Starting at the line that contains "of the glass", quote each line exactly through the last line of the entries, both included.
==== RAW RECORDS ====
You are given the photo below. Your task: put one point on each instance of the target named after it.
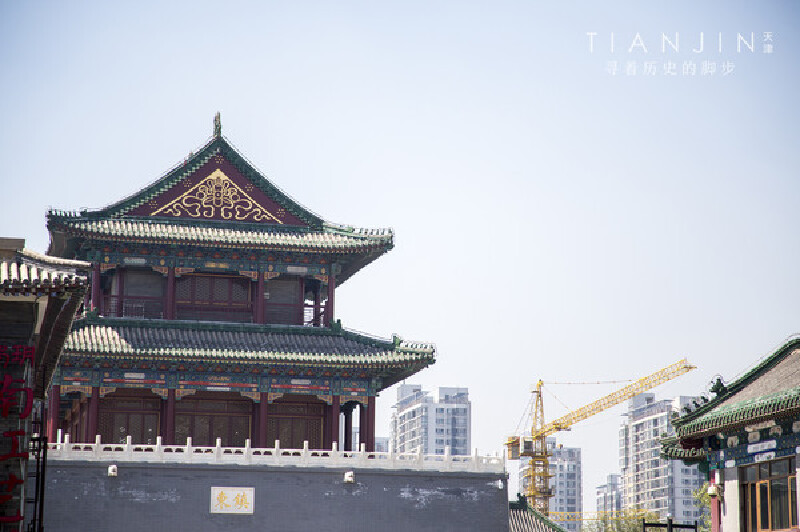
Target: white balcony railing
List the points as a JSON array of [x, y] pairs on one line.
[[270, 456]]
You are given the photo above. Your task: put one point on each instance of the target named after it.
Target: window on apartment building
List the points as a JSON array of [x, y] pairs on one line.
[[768, 496]]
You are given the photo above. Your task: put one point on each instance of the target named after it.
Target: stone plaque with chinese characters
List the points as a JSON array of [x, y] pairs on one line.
[[232, 500]]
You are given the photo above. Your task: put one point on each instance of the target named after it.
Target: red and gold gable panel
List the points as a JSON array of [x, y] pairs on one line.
[[217, 191]]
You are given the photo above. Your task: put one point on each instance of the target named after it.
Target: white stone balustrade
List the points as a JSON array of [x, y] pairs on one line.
[[271, 456]]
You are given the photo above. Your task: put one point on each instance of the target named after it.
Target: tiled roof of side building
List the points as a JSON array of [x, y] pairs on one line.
[[523, 518], [259, 343], [755, 396], [34, 273], [329, 238], [765, 407]]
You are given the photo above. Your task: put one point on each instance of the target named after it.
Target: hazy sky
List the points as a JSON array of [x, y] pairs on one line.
[[555, 218]]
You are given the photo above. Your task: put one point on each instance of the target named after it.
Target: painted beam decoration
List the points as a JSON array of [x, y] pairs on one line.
[[217, 191]]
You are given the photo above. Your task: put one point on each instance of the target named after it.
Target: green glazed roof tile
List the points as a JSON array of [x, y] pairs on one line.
[[715, 415], [330, 238], [750, 411], [260, 343]]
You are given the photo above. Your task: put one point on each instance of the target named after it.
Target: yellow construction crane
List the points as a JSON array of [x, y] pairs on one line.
[[538, 491]]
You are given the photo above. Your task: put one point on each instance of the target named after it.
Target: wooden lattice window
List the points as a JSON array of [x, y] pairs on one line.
[[768, 493]]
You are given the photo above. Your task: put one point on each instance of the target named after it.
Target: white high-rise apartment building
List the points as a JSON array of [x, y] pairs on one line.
[[566, 482], [609, 495], [648, 481], [431, 421]]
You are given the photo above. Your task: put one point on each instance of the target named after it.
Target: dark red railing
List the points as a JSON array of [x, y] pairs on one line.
[[133, 307], [242, 313], [154, 308]]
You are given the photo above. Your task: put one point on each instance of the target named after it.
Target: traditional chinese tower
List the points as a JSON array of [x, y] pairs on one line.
[[213, 316]]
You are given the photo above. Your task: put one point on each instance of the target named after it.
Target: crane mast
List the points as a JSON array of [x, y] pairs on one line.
[[538, 490]]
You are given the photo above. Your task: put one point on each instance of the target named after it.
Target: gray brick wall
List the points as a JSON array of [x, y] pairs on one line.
[[158, 497]]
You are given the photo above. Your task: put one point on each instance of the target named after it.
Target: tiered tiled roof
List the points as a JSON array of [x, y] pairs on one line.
[[768, 391], [284, 225], [31, 273], [329, 238], [268, 344]]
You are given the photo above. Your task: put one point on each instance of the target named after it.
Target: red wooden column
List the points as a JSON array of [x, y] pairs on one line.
[[262, 419], [258, 311], [366, 430], [53, 404], [348, 428], [169, 422], [334, 412], [302, 307], [715, 503], [370, 436], [120, 291], [94, 406], [169, 312], [96, 293], [329, 305], [317, 307]]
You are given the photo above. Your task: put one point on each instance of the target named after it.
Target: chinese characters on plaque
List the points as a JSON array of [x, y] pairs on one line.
[[232, 500]]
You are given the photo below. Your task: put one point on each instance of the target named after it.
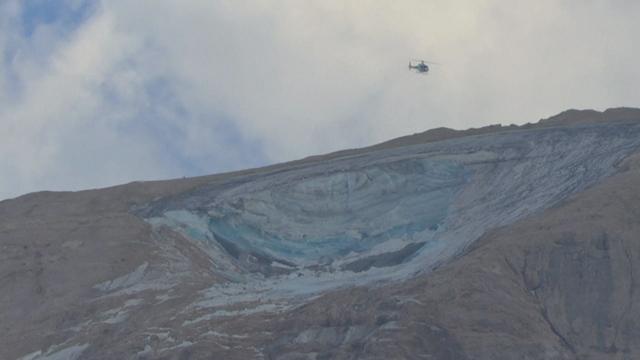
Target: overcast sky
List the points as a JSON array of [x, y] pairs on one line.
[[96, 93]]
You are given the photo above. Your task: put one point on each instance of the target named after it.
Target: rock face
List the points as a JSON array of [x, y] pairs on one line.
[[495, 243]]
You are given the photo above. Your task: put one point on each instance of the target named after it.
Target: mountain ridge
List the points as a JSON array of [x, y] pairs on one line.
[[469, 247]]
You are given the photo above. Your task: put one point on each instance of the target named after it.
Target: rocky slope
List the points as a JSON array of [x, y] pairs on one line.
[[493, 243]]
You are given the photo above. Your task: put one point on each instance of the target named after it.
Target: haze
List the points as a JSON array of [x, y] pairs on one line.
[[96, 93]]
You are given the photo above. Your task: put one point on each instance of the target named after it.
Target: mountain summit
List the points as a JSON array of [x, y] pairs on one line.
[[504, 242]]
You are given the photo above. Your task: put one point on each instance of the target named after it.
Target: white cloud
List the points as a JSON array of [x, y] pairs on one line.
[[160, 88]]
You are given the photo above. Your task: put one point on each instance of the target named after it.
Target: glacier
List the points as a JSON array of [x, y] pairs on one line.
[[381, 215]]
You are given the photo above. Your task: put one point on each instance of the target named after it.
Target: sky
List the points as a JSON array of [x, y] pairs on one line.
[[96, 93]]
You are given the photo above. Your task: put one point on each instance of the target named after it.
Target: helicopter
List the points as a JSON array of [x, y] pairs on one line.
[[420, 66]]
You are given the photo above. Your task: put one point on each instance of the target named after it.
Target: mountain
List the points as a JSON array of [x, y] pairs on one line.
[[516, 242]]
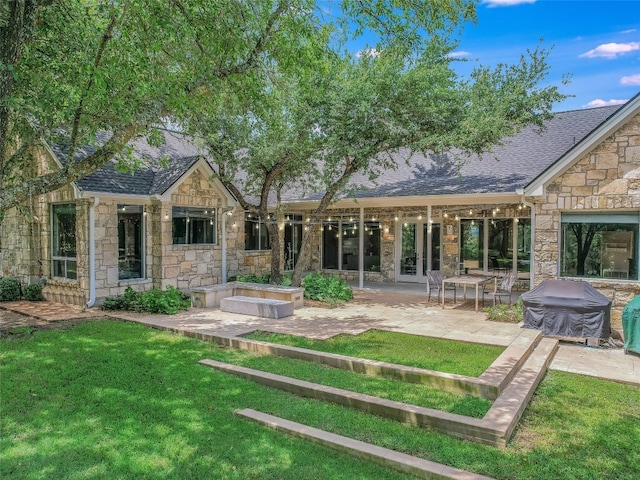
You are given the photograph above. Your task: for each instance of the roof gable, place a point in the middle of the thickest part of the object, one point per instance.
(597, 135)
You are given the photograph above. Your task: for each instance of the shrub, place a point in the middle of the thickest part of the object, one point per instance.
(506, 313)
(329, 289)
(9, 289)
(170, 301)
(33, 292)
(253, 278)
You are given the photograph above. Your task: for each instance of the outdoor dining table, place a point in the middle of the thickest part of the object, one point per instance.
(466, 280)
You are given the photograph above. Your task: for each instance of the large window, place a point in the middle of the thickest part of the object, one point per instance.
(130, 242)
(194, 225)
(341, 245)
(63, 241)
(256, 236)
(599, 246)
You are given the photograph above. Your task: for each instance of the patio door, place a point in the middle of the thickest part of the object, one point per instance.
(418, 250)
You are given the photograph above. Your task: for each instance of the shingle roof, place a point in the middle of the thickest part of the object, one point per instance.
(509, 167)
(151, 178)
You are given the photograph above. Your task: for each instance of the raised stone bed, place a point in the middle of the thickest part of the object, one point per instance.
(261, 307)
(210, 296)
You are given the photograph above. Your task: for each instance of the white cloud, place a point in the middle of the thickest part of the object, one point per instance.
(630, 80)
(505, 3)
(611, 50)
(458, 54)
(603, 103)
(370, 52)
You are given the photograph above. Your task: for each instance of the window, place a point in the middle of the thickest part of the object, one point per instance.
(194, 225)
(256, 236)
(63, 241)
(341, 245)
(599, 246)
(130, 242)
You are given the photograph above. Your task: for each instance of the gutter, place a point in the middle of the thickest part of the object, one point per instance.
(92, 252)
(223, 241)
(532, 209)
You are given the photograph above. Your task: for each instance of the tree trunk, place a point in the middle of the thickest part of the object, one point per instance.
(304, 258)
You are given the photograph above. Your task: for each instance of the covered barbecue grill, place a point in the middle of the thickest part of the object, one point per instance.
(567, 308)
(631, 326)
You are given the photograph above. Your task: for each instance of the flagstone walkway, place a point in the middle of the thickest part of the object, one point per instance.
(403, 312)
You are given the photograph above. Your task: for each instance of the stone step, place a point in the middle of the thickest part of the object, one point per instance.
(401, 462)
(506, 411)
(261, 307)
(494, 429)
(453, 424)
(443, 381)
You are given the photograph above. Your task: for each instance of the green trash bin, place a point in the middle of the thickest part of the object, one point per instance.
(631, 326)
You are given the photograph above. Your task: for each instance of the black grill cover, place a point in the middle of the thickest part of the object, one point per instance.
(567, 308)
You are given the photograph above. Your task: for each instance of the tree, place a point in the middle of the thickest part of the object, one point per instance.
(352, 113)
(73, 68)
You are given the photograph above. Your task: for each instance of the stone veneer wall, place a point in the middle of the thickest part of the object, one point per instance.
(606, 179)
(186, 266)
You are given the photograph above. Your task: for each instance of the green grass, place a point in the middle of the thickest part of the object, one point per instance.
(448, 356)
(117, 400)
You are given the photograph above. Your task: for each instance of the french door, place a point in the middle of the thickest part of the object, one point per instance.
(417, 251)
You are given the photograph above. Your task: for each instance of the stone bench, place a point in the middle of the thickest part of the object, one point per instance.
(210, 296)
(261, 307)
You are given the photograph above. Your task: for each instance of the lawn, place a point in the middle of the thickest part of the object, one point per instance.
(118, 400)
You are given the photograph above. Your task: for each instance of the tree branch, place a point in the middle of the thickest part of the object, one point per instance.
(108, 35)
(70, 172)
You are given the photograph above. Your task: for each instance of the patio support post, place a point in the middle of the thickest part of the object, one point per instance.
(514, 242)
(361, 255)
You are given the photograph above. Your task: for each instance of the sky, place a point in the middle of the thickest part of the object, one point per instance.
(595, 42)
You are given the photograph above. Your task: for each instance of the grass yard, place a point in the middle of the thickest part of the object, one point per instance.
(470, 359)
(117, 400)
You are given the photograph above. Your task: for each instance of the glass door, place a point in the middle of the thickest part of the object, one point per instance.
(418, 251)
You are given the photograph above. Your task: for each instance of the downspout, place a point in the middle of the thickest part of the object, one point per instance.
(532, 209)
(92, 252)
(223, 242)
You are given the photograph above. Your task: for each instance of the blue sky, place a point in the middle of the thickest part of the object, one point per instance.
(596, 42)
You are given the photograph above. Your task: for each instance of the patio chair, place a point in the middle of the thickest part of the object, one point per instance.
(496, 267)
(434, 284)
(501, 290)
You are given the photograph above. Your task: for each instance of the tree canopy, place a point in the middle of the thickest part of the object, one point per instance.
(308, 135)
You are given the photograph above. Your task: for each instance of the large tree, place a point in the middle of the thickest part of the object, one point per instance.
(73, 68)
(352, 114)
(77, 67)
====
SOLUTION TO THIS EXERCISE:
You are given the photograph above. Your task: for each instance of the glass door, place a point in the middle of the thickest part of the object, one point per instance.
(418, 251)
You are given the photograph above. Your task: for each instance of the downspout, place a point in the middle of the thickest part of the object, one point per instance.
(532, 209)
(92, 252)
(223, 242)
You are given the photograph above. Your task: for each instance of the blue sky, place a point in the middle of the thickest part of the object, one point per instance.
(596, 42)
You are given the photograph above. Your task: for each instance of the patio chair, place a point in the middle of the thickest part of the object, one point per instance.
(496, 267)
(434, 284)
(501, 290)
You are given the photograph above. Your task: for each instance of the tree canopy, place a point in the middle of the thickest part of the object, one point per instance.
(308, 135)
You are given the photograph above. Your task: for each instance of the large tree, place a point in the middle of the thickest part of the object, one point per instance.
(73, 68)
(352, 114)
(77, 67)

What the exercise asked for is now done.